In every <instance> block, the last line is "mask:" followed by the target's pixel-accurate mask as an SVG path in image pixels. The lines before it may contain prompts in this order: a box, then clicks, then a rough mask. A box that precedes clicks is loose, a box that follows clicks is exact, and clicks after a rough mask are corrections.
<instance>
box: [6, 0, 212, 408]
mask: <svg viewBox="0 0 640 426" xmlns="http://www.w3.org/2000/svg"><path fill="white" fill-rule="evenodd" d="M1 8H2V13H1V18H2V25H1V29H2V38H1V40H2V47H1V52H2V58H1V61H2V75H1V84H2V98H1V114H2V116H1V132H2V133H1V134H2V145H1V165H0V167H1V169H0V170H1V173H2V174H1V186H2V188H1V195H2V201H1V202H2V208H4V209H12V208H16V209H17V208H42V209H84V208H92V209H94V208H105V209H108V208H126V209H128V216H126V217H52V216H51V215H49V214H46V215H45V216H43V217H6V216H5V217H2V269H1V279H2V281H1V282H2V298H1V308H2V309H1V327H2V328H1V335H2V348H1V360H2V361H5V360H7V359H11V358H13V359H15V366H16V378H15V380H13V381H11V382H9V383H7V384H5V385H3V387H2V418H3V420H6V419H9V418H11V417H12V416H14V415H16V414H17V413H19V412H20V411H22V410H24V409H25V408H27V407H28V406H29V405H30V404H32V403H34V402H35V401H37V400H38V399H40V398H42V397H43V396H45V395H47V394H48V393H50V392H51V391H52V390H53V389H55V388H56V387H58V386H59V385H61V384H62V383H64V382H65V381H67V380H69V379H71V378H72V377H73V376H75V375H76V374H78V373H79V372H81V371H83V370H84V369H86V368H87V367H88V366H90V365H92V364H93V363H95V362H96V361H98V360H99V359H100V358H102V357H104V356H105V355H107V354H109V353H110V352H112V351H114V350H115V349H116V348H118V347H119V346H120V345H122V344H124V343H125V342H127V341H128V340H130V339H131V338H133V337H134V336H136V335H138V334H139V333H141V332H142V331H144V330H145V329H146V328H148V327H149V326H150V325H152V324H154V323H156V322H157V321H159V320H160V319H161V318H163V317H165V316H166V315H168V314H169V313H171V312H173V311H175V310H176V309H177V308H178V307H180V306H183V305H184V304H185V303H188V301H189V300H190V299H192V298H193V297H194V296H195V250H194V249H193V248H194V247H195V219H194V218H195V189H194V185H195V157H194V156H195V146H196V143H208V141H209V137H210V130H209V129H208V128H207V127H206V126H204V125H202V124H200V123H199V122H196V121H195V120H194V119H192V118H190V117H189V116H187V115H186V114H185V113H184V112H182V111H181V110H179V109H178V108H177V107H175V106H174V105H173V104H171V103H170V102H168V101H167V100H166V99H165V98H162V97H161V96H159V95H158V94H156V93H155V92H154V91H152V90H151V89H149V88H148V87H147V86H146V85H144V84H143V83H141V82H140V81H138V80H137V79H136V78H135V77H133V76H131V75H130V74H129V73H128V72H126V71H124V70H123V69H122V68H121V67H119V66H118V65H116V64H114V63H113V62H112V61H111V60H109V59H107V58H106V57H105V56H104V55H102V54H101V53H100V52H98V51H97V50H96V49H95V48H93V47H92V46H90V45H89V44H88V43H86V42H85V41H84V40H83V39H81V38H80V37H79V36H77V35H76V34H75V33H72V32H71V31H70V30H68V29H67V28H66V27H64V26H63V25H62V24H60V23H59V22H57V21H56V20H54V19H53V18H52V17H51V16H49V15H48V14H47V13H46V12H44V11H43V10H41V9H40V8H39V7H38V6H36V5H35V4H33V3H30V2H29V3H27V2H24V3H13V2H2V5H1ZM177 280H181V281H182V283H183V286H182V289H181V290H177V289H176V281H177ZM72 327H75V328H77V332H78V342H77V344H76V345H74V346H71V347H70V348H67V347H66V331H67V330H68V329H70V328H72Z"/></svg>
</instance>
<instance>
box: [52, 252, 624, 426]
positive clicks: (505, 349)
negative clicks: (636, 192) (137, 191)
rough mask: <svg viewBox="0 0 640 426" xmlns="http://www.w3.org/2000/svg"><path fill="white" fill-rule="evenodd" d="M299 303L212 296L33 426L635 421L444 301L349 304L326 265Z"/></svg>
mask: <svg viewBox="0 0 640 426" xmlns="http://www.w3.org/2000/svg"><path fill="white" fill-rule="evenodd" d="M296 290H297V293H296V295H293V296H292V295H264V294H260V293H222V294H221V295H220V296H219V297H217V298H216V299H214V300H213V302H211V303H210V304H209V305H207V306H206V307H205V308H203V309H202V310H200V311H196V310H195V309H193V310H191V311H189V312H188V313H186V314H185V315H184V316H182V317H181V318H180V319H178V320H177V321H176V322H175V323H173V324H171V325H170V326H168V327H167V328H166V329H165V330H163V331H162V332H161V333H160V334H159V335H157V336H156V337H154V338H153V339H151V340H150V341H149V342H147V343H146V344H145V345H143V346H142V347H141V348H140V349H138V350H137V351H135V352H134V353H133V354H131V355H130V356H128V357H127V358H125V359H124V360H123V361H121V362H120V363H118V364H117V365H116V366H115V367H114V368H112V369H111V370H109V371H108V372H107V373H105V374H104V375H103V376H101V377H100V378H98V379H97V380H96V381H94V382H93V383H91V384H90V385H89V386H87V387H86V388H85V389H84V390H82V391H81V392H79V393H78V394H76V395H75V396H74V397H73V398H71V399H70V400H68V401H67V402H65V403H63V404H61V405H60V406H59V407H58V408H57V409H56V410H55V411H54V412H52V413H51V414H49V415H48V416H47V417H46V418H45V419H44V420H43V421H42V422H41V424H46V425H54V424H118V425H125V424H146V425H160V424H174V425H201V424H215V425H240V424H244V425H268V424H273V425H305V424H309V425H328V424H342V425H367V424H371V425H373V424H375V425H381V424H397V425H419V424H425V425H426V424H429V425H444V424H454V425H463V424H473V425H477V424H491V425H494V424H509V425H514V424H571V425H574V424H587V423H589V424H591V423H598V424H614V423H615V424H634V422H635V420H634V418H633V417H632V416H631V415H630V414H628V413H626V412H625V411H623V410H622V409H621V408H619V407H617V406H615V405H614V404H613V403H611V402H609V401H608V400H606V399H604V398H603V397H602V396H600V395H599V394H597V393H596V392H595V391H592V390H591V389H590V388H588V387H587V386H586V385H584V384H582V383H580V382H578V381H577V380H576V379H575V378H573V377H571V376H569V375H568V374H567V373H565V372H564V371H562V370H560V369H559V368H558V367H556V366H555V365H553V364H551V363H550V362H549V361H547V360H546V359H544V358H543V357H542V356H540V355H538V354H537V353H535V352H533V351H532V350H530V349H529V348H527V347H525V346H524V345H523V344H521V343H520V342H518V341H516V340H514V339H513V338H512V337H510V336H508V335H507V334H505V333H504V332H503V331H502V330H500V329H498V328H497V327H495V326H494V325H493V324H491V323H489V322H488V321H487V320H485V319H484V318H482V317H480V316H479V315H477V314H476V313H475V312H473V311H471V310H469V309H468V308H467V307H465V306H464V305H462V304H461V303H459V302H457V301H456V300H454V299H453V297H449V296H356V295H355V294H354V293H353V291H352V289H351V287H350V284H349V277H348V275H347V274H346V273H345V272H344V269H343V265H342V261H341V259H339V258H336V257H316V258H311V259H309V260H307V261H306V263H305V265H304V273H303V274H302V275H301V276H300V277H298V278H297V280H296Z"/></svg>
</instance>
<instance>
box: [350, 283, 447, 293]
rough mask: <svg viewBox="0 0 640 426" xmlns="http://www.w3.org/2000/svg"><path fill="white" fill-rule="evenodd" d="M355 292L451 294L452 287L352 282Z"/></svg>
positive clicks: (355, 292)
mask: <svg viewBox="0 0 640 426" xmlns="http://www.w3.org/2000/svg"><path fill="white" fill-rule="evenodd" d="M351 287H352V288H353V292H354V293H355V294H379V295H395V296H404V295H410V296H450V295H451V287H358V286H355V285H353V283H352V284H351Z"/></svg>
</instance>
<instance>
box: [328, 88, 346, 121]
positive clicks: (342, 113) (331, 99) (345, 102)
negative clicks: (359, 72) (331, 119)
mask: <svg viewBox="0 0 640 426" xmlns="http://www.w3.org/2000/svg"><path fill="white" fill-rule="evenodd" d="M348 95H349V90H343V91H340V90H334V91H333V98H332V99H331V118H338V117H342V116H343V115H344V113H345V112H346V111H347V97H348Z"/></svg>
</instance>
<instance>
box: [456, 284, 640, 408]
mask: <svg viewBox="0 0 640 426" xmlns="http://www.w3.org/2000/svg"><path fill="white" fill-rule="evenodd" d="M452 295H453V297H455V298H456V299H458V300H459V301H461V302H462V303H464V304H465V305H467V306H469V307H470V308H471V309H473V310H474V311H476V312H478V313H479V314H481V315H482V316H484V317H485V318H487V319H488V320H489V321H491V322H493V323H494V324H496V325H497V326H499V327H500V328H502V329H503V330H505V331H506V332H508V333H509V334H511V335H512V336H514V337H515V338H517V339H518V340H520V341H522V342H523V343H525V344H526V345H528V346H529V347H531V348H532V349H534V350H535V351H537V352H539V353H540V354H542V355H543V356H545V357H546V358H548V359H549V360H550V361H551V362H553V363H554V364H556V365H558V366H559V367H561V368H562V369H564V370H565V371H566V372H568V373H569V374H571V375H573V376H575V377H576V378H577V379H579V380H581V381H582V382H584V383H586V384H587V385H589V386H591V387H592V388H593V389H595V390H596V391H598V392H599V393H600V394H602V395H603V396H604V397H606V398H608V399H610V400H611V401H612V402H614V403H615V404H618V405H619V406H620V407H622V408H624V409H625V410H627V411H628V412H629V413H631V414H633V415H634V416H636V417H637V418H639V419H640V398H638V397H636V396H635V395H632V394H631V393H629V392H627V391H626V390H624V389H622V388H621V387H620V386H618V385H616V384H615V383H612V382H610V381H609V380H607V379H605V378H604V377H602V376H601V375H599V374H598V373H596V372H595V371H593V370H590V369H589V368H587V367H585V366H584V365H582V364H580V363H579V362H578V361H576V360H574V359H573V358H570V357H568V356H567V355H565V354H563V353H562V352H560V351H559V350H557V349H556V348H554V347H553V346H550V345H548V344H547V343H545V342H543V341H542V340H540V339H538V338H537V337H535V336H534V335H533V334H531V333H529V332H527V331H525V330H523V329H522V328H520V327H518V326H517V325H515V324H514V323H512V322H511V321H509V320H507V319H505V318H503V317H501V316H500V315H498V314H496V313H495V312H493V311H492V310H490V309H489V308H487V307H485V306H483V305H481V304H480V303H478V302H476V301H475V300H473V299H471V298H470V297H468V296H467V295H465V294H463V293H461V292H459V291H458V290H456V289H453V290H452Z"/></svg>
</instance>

[What you will do] Within the material above, transcribe exactly the lines that run from the line holding "positive clicks: (355, 292)" through the line holding "positive clicks: (342, 113)".

[Solution for this exercise]
positive clicks: (355, 292)
mask: <svg viewBox="0 0 640 426" xmlns="http://www.w3.org/2000/svg"><path fill="white" fill-rule="evenodd" d="M351 287H352V288H353V292H354V293H355V294H379V295H395V296H404V295H410V296H450V295H451V287H358V286H355V285H353V283H352V284H351Z"/></svg>
</instance>
<instance>
box: [328, 88, 346, 121]
positive clicks: (342, 113) (331, 99) (345, 102)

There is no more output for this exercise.